> Problem description
Return all the data below as it stands, minus the pictures.

[Start]

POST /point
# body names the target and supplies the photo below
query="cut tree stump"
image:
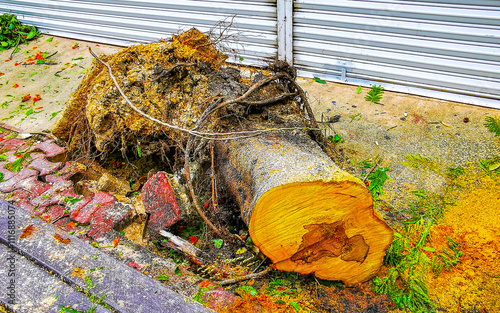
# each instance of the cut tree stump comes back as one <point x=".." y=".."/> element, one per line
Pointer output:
<point x="303" y="211"/>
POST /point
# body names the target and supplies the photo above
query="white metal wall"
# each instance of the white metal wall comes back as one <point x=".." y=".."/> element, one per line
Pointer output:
<point x="125" y="22"/>
<point x="444" y="48"/>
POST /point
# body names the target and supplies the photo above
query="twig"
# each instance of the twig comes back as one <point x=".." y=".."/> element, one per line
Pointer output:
<point x="222" y="32"/>
<point x="215" y="205"/>
<point x="17" y="44"/>
<point x="51" y="55"/>
<point x="204" y="135"/>
<point x="242" y="278"/>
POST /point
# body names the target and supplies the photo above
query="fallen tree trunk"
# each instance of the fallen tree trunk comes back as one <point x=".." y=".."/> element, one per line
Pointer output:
<point x="303" y="212"/>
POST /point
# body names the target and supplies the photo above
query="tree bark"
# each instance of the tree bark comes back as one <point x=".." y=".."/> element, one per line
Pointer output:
<point x="304" y="212"/>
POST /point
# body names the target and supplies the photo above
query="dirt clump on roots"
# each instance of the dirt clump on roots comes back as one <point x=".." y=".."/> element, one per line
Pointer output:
<point x="161" y="79"/>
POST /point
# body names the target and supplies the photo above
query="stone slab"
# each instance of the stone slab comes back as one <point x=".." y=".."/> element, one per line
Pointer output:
<point x="28" y="288"/>
<point x="126" y="289"/>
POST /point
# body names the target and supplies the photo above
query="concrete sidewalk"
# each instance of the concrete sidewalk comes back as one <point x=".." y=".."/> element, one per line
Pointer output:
<point x="46" y="257"/>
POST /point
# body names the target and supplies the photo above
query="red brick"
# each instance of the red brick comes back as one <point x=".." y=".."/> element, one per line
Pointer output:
<point x="44" y="167"/>
<point x="8" y="185"/>
<point x="159" y="202"/>
<point x="101" y="200"/>
<point x="54" y="195"/>
<point x="54" y="213"/>
<point x="33" y="185"/>
<point x="69" y="169"/>
<point x="50" y="148"/>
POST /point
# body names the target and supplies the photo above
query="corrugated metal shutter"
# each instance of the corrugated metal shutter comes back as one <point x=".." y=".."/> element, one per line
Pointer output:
<point x="125" y="22"/>
<point x="422" y="47"/>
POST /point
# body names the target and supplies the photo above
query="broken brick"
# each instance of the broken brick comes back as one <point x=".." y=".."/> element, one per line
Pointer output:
<point x="134" y="265"/>
<point x="44" y="167"/>
<point x="218" y="298"/>
<point x="101" y="200"/>
<point x="11" y="143"/>
<point x="107" y="219"/>
<point x="9" y="185"/>
<point x="49" y="148"/>
<point x="159" y="201"/>
<point x="21" y="198"/>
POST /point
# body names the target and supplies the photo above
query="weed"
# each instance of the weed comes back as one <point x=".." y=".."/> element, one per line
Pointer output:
<point x="446" y="260"/>
<point x="493" y="125"/>
<point x="375" y="94"/>
<point x="336" y="139"/>
<point x="71" y="200"/>
<point x="92" y="298"/>
<point x="162" y="277"/>
<point x="405" y="283"/>
<point x="319" y="80"/>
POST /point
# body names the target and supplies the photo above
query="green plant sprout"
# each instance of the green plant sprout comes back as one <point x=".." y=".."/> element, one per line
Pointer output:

[End]

> Answer to the task
POST /point
# body names the target and supplies the photo below
query="cut tree stump"
image:
# each instance of the cut tree stump comes back as one <point x=".." y=".."/> element, one per line
Pointer output:
<point x="303" y="211"/>
POST /point
# body names the target and supplies the photo above
query="white metal wall"
# each instance of the white metal wall comes back as one <point x=".." y=".."/> element, one per line
Pointer output:
<point x="125" y="22"/>
<point x="444" y="48"/>
POST /point
# body names the target and supplies the photo above
query="twig"
# each instance of the twig comes back as one <point x=".." y=".."/> element, one per line
Pointer output:
<point x="222" y="32"/>
<point x="215" y="205"/>
<point x="17" y="44"/>
<point x="51" y="55"/>
<point x="204" y="135"/>
<point x="242" y="278"/>
POST /point
# body names the target and supplies the photo above
query="fallen tree trunk"
# each instance of the fallen tree trunk comes back as one <point x=".." y=".."/> element, one per line
Pointer output:
<point x="303" y="212"/>
POST /point
# body names the target and supplies the photo above
query="tree bark"
# each instance of the tree bark comes back as one <point x=".." y=".."/> element, one per line
Pointer output:
<point x="304" y="212"/>
POST /point
# body names the target and supplies the photo above
query="dirt clump on roots"
# each instance of the dirt clump on roots comes back as one <point x=".." y=".."/> element, one per line
Pointer output:
<point x="161" y="79"/>
POST /point
# body names the target and supplies the photo above
query="stone slab"
# each instance of the stone slab comes back as one <point x=".." y=".."/> element, one per line
Pointer output:
<point x="28" y="288"/>
<point x="126" y="289"/>
POST /point
# body names the target and supplies the photo above
query="concrete sidewalk"
# each instance of the concrete sidewalk comes back as one <point x=".." y=".."/> element, one per line
Pointer output:
<point x="46" y="257"/>
POST /point
# body names the target and supplies the photo above
query="red brick"
# each instance of the red brick comes back as one <point x=".." y=".."/> element, one per line
Pointer output:
<point x="44" y="167"/>
<point x="8" y="185"/>
<point x="159" y="202"/>
<point x="101" y="200"/>
<point x="54" y="195"/>
<point x="54" y="213"/>
<point x="33" y="185"/>
<point x="69" y="169"/>
<point x="50" y="148"/>
POST /point
# body names the target and supplies the photo above
query="corrugated metal shutter"
# each instance of the corrugated metal shutter comes back as one <point x=".." y=".."/> element, one per line
Pointer output:
<point x="125" y="22"/>
<point x="422" y="47"/>
POST /point
# body names the target and supplies the photo above
query="broken brick"
# each instance of the broken brick comes back as one <point x=".." y=".."/> element, one per line
Pointer output:
<point x="134" y="265"/>
<point x="44" y="167"/>
<point x="218" y="298"/>
<point x="101" y="200"/>
<point x="11" y="143"/>
<point x="107" y="219"/>
<point x="9" y="185"/>
<point x="49" y="148"/>
<point x="159" y="201"/>
<point x="21" y="198"/>
POST /point
# body names the target and supplies the photo above
query="weed"
# each instance of the weed comes back as one <point x=".." y=".."/> element, one per line
Pointer output:
<point x="446" y="260"/>
<point x="493" y="125"/>
<point x="375" y="94"/>
<point x="336" y="139"/>
<point x="71" y="200"/>
<point x="92" y="298"/>
<point x="162" y="277"/>
<point x="405" y="283"/>
<point x="319" y="80"/>
POST /point
# body names the target and supplies the photo above
query="green plant sprout"
# each instance of the green plant sprout comes back as one <point x=".." y=".."/> element, one per line
Pointer output:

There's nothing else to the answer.